## PROVIDED PASSAGE
--- START ---

Cooking Classes in Venice Italy

Your cooking classes in Venice Italy will be the best experience to understand what Italian food is. I invite you at my Venice apartment.  I organize cooking lessons in Venice for anyone interested in learning the basics of Italian cuisine. My classes will be in English and a practical cooking experience. By the end of the course, you will be able to cook dishes like fresh homemade pasta, lasagne, potato gnocchi, risotto, and tiramisù dessert. Previous experience is not required. My cooking classes will be held in my home, a typical Venetian house, which is mainly geared towards hospitality. The classes start at 9.00 a.m. I explain the day’s menu and tell the history and tradition of the Italian dishes we will be making. Then we cook lunch and eat together. Good Italian wine is an essential item on my table.

private cooking classes      175 € per person     6 hours together

home-cooking recipes and good choice of Italian wine  

            minimum 2 people

What shall we cook? Examples of Italian recipes we can cook together

During my cooking classes in Venice Italy, I’ll show you how to make classic Italian food using fresh, locally sourced ingredients bought from the Rialto market. We’ll prepare fish, meat or vegetarian menus, or special dishes for religious or dietary reasons. In each lesson, 4 recipes are prepared from a list of suggested dishes.

Here some examples of dishes we can cook together:  home-made fresh pasta from scratch with home-made fresh sauce; fish or veg risotto; home-made potato gnocchi with home-made fresh sauce; eggplant parmigiana; local fish ( cuttlefish with ink, sea bream, mackerel), Venetian deep-fried meatballs, home-made Tiramisù dessert

Lunch with some good Italian wine.

Italy has an incredible variety of wine. You’ll get the chance to try some typical local varieties such as Prosecco, Valpolicella, Recioto, Sauvignon, Tocai, Garganega, Moscato and Lugana as an accompaniment to the food we’ll cook. Learning to cook also means knowing how to choose the right wine. In Venice, for example, a “fish risotto” is accompanied by a Prosecco wine and “parmigiana” with the red Valpolicella wine.

Cooking school in Venice Italy: the Mediterranean diet

My recipes use ingredients typical of the Mediterranean diet: extra virgin olive oil, fish rather than meat, seasonal vegetables bought at the local market, fresh homemade pasta, Italian rice and fresh or dried legumes  ̶  nothing frozen! The eggs I buy are from shops supplied by small farms, the cheeses local varieties made from milk produced in the Italian Alps and the meat always ‘made in Italy’. I use salt sparingly and create flavour with a range of fresh herbs and spices. And I know the best places to buy wine.

--- END ---

## PROBLEM DETAILS
Pick up the Venice cooking classes text right after its last sentence and keep writing in the same voice.

## Point localization data
--- START ---

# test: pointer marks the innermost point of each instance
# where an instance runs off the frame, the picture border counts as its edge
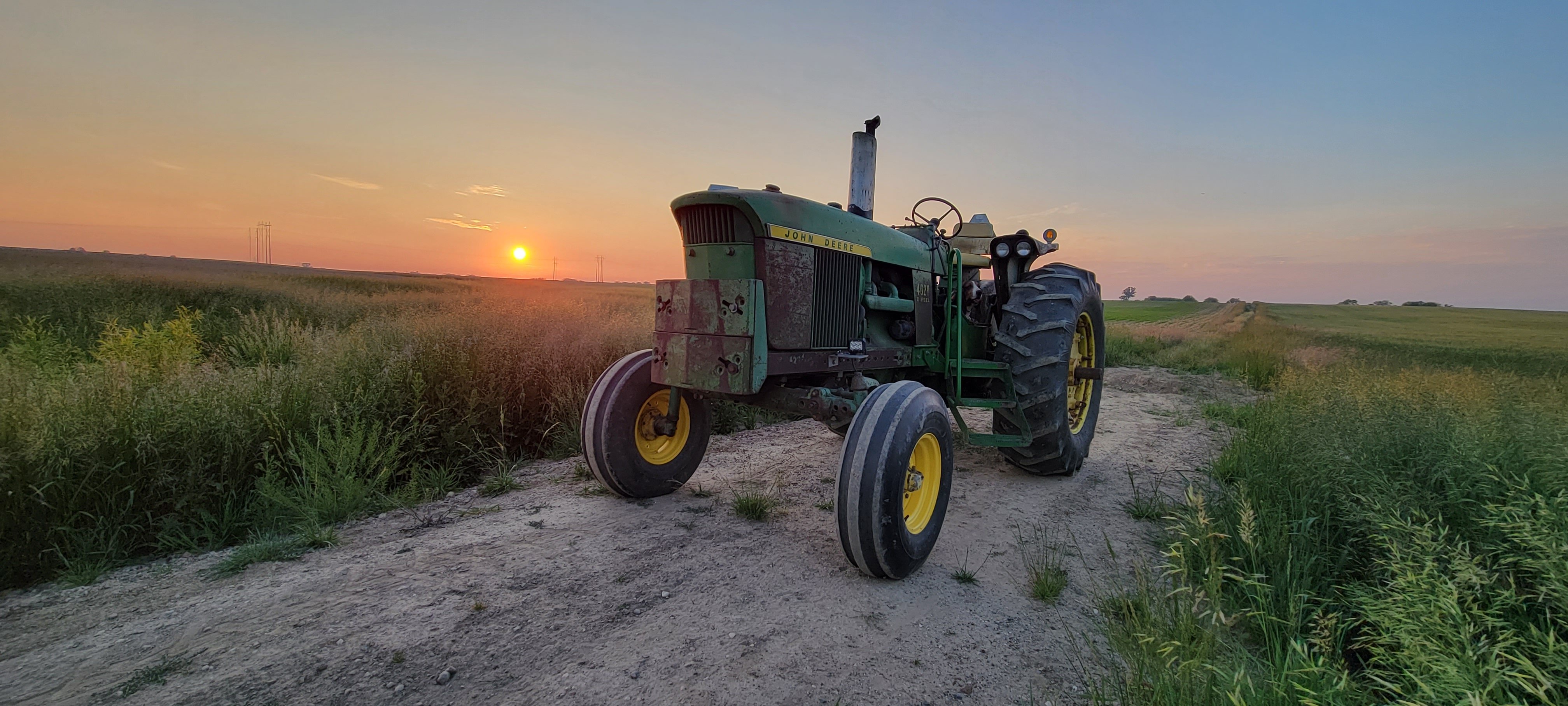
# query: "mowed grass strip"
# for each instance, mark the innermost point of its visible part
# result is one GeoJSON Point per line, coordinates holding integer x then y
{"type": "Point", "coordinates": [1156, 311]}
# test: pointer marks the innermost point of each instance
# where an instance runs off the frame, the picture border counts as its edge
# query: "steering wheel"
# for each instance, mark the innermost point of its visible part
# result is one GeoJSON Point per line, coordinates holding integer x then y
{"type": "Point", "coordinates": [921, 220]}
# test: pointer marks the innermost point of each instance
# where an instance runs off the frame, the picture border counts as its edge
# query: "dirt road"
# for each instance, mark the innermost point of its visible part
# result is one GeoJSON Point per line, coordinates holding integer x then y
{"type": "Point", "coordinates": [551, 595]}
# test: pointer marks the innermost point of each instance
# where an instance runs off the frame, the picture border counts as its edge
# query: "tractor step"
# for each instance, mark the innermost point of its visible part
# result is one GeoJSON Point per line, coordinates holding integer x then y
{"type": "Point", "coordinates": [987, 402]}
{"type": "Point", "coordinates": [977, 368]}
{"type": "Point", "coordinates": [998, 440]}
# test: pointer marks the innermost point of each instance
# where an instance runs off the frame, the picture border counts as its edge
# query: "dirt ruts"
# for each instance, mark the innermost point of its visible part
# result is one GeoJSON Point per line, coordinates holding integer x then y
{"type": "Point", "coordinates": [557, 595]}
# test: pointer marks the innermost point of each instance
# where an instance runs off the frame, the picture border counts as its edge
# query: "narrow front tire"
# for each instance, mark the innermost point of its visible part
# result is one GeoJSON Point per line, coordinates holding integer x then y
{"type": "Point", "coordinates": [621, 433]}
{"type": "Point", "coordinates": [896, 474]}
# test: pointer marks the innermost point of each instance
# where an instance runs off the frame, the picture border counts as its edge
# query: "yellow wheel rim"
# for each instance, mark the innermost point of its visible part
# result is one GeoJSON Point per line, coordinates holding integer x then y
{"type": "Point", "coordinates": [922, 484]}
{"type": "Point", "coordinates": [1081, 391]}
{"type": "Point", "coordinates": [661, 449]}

--- END ---

## RESULT
Venetian recipes

Anyone interested in local cuisine can try out some traditional fish- or meat-based recipes. Many Venetian staples are low cost:  risi e bisi (risotto with peas), sarde in saor (sardines marinated in onions and vinegar), seafood risotto (with mussels and clams), baccalà mantecato (salted codfish cooked in milk), seppie con il nero (cuttlefish cooked in their ink), pasta e fagioli (pasta and beans), fegato alla veneziana (veal liver cooked with onions and served with polenta), artichoke hearts, bigoi in salsa (spaghetti with an anchovy and onion sauce). All these dishes are both delicious and easy to prepare but quite difficult to find in restaurants, where the focus is more international. Then there are sweet Venetian specialities: tiramisu, made with creamy mascarpone and cocoa; frittelle and galani (treats eaten during Carnevale); and zaeti – biscuits made with polenta flour. During my cooking classes in Venice Italy I always offer to my guests some Venetian biscuits or pastries or cakes.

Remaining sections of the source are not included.